• _Document excerpt_
────

M-learning is a new education channel that universally assists people in acquiring knowledge and skill via the use of mobile technologies. This study attempts to create a theoretical model, in which student acceptance of Mobile learning implementation in the three Islamic universities in Malaysia are explained and predicted. The model expands the belief concept in Technology Acceptance Model (TAM) and Innovation Diffusion Theory (IDT) by including one more constructs namely, service quality.
The success or failure of mobile learning services has so far been mainly investigated post trial and thus, it is necessary to investigate the factors, limitations and requirements that impact students’ acceptance of mobile learning prior to implementing the system. This is to ensure that the resources devoted to the implementation will serve their purposes: use and acceptance. Apart from that, as indicated by Embi et al. (2013) and Almatari et al. (2011) the universities could also benefit from the investigation in a sense that the findings of the investigation could aid the universities to strategically plan based on the students’ demands. As such, the universities could make better decision in their technology investment. Williams (2009) stressed the importance of having the knowledge on the influencing factors of m-learning services’ acceptance among students of higher education institutions since m-learning is a crucial alternative platform of learning. Further, individual’s subjective willingness and cognitive engagement in m-learning activities entails one of m-learning’s success factors. In order to enhance the availability of education in Malaysia, Alzaza and Yaakob (2011) have suggested that the higher education should engage in m-learning services. By doing so, Malaysia would be able to meet the priority of its strategy to brand the education particularly, the higher education (Robertson, 2008).

────

• _Dataset records_
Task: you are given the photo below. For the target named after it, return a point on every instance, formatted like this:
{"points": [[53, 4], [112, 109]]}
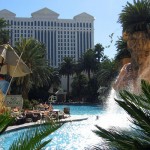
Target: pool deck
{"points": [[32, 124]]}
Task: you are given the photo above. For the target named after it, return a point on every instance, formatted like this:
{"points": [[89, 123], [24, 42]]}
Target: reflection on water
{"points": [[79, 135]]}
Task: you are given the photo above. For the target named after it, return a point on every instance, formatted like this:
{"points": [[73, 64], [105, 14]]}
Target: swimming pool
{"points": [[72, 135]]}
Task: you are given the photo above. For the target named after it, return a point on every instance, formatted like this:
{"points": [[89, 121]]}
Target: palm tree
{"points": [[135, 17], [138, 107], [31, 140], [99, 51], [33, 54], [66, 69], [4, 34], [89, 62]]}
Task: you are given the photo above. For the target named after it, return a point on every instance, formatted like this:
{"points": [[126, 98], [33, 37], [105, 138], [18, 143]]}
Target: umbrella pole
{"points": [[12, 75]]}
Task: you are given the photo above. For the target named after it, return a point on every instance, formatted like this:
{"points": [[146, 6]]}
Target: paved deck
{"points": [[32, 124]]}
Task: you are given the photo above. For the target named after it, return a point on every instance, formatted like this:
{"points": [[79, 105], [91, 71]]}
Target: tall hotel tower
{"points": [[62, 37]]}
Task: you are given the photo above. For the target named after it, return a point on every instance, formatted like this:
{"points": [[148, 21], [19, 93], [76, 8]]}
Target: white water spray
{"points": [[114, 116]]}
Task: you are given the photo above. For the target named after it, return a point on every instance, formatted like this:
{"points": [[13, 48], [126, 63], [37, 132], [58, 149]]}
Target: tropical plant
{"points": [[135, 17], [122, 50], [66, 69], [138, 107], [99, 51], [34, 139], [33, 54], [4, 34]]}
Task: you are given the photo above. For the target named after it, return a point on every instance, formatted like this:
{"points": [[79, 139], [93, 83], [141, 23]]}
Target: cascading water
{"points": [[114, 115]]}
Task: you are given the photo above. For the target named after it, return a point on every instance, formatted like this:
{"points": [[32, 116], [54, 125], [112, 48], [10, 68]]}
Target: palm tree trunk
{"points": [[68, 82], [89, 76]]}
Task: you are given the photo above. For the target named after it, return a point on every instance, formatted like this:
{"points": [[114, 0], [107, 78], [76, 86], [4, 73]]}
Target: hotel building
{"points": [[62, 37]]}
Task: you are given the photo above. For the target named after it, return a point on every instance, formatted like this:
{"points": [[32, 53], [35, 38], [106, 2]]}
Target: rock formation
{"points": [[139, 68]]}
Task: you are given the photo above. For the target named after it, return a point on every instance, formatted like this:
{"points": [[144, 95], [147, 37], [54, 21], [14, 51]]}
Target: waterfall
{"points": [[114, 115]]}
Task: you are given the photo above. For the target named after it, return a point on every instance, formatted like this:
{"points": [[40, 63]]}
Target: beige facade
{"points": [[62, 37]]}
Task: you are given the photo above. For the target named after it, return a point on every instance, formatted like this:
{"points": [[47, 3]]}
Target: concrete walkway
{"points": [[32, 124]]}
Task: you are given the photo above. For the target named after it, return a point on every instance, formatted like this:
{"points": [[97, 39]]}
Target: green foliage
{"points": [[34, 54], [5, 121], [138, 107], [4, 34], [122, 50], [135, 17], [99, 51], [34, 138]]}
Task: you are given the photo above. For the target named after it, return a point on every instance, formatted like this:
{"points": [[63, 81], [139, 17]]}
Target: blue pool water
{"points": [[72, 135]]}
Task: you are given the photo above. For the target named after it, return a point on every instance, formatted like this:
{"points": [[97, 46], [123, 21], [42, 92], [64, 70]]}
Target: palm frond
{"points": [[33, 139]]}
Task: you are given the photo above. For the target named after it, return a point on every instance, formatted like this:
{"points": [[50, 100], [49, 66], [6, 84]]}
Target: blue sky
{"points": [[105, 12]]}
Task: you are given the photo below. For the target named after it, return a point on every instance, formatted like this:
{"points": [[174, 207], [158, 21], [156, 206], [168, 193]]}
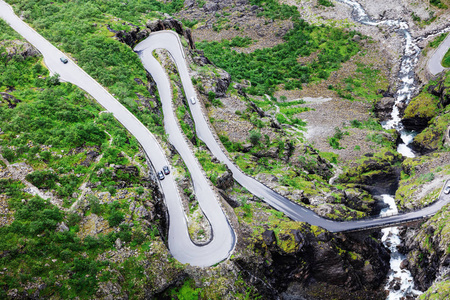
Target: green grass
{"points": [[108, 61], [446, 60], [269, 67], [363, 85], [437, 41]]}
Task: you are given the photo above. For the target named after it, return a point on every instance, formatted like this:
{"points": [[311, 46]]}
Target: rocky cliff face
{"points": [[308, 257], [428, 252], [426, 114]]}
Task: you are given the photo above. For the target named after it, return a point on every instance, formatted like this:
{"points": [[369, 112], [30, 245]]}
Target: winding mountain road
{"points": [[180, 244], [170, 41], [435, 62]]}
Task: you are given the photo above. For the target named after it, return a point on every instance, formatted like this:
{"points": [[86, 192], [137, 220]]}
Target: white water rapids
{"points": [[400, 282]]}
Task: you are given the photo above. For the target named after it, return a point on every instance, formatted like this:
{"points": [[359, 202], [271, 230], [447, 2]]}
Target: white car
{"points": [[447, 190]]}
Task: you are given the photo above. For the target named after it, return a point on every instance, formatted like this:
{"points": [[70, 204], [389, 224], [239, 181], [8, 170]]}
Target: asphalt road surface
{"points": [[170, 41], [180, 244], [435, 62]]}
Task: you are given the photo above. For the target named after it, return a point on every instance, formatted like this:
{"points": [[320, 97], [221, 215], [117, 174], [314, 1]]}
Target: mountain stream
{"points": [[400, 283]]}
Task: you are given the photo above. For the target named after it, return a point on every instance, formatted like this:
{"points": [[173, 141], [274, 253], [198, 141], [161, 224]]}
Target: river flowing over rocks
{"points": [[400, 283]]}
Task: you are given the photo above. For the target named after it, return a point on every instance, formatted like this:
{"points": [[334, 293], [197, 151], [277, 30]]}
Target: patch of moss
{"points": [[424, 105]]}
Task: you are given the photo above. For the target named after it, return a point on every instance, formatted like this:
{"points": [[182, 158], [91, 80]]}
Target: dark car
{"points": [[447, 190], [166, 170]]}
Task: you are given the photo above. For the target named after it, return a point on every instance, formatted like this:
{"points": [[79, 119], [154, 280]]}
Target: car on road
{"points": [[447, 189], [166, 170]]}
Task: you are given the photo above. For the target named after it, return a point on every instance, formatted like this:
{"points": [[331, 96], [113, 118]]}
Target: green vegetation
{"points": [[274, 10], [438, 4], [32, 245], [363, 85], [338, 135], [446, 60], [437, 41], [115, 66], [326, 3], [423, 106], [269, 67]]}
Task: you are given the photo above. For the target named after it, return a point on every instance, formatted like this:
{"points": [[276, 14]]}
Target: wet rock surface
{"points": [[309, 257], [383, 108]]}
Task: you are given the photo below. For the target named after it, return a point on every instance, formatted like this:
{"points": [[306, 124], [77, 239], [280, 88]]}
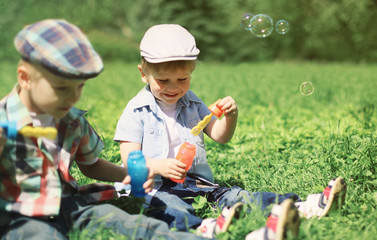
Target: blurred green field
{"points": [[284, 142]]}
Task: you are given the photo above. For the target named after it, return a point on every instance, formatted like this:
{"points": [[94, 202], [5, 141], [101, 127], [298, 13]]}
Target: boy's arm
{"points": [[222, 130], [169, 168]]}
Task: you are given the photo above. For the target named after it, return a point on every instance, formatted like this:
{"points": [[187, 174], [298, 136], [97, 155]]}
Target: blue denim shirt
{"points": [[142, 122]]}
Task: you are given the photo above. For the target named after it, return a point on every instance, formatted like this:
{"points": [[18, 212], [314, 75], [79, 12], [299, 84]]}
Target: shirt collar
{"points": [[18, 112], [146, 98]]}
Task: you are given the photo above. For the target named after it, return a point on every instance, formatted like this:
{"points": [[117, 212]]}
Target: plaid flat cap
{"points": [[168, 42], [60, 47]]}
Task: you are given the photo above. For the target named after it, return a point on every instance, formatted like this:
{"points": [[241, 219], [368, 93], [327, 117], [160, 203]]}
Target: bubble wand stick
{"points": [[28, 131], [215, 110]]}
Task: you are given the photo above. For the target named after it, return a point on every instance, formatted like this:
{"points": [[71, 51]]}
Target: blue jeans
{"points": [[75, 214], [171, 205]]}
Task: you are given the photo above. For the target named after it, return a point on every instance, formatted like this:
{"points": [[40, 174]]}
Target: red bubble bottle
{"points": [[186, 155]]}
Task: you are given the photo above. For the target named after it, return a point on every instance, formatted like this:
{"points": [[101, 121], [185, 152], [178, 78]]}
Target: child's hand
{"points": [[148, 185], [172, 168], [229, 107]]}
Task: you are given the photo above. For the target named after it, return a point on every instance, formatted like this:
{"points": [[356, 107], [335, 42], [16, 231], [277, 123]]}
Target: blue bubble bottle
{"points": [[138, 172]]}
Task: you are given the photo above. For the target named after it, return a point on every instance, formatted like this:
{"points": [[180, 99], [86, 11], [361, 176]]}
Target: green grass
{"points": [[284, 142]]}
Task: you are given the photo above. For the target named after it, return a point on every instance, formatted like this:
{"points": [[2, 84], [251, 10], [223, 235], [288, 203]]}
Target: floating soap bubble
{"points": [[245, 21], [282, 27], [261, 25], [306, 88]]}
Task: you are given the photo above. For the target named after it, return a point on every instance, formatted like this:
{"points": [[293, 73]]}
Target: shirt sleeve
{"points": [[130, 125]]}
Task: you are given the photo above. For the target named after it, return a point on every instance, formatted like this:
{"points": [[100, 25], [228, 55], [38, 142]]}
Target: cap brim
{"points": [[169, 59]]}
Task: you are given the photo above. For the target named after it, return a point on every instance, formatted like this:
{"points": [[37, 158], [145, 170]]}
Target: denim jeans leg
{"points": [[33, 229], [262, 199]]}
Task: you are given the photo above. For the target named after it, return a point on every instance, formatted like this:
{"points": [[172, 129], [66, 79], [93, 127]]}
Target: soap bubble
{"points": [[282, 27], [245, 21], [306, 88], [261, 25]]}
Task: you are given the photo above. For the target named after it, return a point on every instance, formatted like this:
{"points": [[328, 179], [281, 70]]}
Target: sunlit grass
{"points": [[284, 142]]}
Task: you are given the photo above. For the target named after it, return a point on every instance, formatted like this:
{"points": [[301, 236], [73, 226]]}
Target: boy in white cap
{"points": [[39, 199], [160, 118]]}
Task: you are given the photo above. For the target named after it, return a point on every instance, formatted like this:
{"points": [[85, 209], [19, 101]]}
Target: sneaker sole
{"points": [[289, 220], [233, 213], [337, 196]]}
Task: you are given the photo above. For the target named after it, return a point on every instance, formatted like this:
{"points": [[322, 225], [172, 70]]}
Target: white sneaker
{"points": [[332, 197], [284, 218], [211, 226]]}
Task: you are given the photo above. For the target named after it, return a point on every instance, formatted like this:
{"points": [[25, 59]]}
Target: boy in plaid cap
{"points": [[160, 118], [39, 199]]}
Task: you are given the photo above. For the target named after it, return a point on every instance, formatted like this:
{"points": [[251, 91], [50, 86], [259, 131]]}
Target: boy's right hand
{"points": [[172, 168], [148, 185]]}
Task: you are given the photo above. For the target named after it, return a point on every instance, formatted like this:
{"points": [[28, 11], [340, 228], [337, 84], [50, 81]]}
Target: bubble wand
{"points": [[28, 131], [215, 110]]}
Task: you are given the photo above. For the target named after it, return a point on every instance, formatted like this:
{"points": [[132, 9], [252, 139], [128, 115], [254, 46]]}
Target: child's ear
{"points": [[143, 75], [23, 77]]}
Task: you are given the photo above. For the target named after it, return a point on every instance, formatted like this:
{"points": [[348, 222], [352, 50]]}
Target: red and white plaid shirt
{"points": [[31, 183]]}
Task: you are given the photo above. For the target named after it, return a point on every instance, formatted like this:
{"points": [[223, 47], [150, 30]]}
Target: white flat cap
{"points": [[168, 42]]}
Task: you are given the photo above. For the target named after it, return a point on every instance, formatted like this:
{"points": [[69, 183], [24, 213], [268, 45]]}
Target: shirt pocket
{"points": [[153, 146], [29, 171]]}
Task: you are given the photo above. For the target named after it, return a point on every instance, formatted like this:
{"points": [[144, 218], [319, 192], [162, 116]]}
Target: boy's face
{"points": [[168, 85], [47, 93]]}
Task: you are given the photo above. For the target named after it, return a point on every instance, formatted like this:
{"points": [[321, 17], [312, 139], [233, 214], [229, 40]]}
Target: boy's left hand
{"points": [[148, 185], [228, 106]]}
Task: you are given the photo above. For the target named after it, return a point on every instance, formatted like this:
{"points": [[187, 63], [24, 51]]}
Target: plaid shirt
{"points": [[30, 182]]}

────

• _Objectives_
[1] Output word for word the part of the mobile learning passage that begins with "M-learning is a new" and stops after "namely, service quality.".
[2] Does the mobile learning passage support each statement below? Answer yes or no for each, quoting the words that decide it.
(a) The proposed model adds service quality as a construct.
(b) The success or failure of mobile learning services has mostly been studied before any trial.
(c) Alzaza and Yaakob (2011) recommended that higher education engage in m-learning services.
Answer from the passage alone.

• _Response list_
[1]
M-learning is a new education channel that universally assists people in acquiring knowledge and skill via the use of mobile technologies. This study attempts to create a theoretical model, in which student acceptance of Mobile learning implementation in the three Islamic universities in Malaysia are explained and predicted. The model expands the belief concept in Technology Acceptance Model (TAM) and Innovation Diffusion Theory (IDT) by including one more constructs namely, service quality.

[2]
(a) Yes: "by including one more constructs namely, service quality."
(b) No: "has so far been mainly investigated post trial"
(c) Yes: "Alzaza and Yaakob (2011) have suggested that the higher education should engage in m-learning services."